**Stated problem a**
Repeat the passage of the xml-dev mailing list message between "On Fri, 2003-12-05" and "the relational approach.", inclusive.

OASIS Mailing List ArchivesView the OASIS mailing list archive below
or browse/search using MarkMail.

 


Help: OASIS Mailing Lists Help | MarkMail Help

 


 

   Re: [xml-dev] Expert's advice needed about XML Schema and defining some

[ Lists Home | Date Index | Thread Index ]

On Fri, 2003-12-05 at 15:50, Robert Koberg wrote:
> Hi,
> 
> Michael Champion wrote:
<snip>
>  > I had the same reaction to the original post.  As useful as XML is for
>  > lots of things, one needs to guard against the temptation to see  nails
>  > that need pounding simply because one has a hammer.  XML per se has no
>  > notion of cross-document referential integrity nor does XPath/XSLT 1.x
>  > have the notion of a join.  Obviously these are two great strengths of
>  > the relational approach.
<snip>
> This is the second post I have seen that pooh-poohs the value of 
> id/idref, XML Schemas and xslt1.0 to manage a project's validity. I am 
> wondering if the context here is unique or if it is generally a bad 
> practice to use these types of things. I use them for a few reasons: 
> provide a UI for a user to manage their project and ensure validity for 
> our cms.

There is a general tendency to disparage features when they are
misapplied, or when we try to apply them without understanding them. I
am _not_ saying anyone in this thread has done this. Rather, it is a
general observation from my work experience. (Of course, me dissing
relational database systems at every opportunity is well thought through
and rational. Another matter entirely!)

**Record set**
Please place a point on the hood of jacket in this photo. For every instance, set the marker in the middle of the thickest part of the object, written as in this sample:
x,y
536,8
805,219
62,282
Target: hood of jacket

...

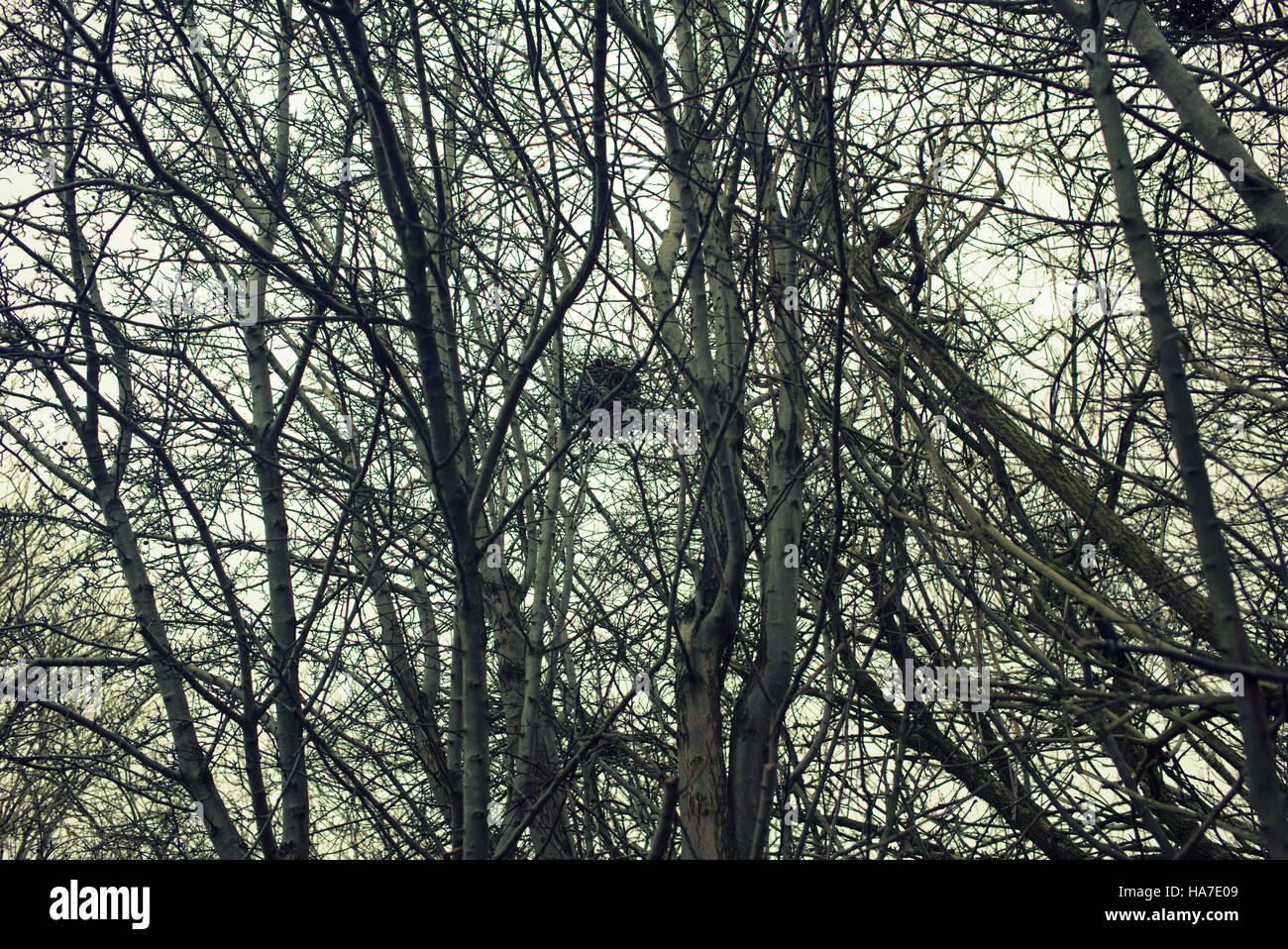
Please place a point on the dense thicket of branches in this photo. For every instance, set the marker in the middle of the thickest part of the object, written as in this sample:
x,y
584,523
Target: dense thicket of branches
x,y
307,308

**Stated problem b**
Express the lines of the rows between the lines holding "Please place a point on the hood" and "Target: hood of jacket", inclusive, as a JSON list of strings with one string per line and blank lines omitted.

**Full output a**
On Fri, 2003-12-05 at 15:50, Robert Koberg wrote:
> Hi,
> 
> Michael Champion wrote:
<snip>
>  > I had the same reaction to the original post.  As useful as XML is for
>  > lots of things, one needs to guard against the temptation to see  nails
>  > that need pounding simply because one has a hammer.  XML per se has no
>  > notion of cross-document referential integrity nor does XPath/XSLT 1.x
>  > have the notion of a join.  Obviously these are two great strengths of
>  > the relational approach.

**Full output b**
[
  "Please place a point on the hood of jacket in this photo. For every instance, set the marker in the middle of the thickest part of the object, written as in this sample:",
  "x,y",
  "536,8",
  "805,219",
  "62,282",
  "Target: hood of jacket"
]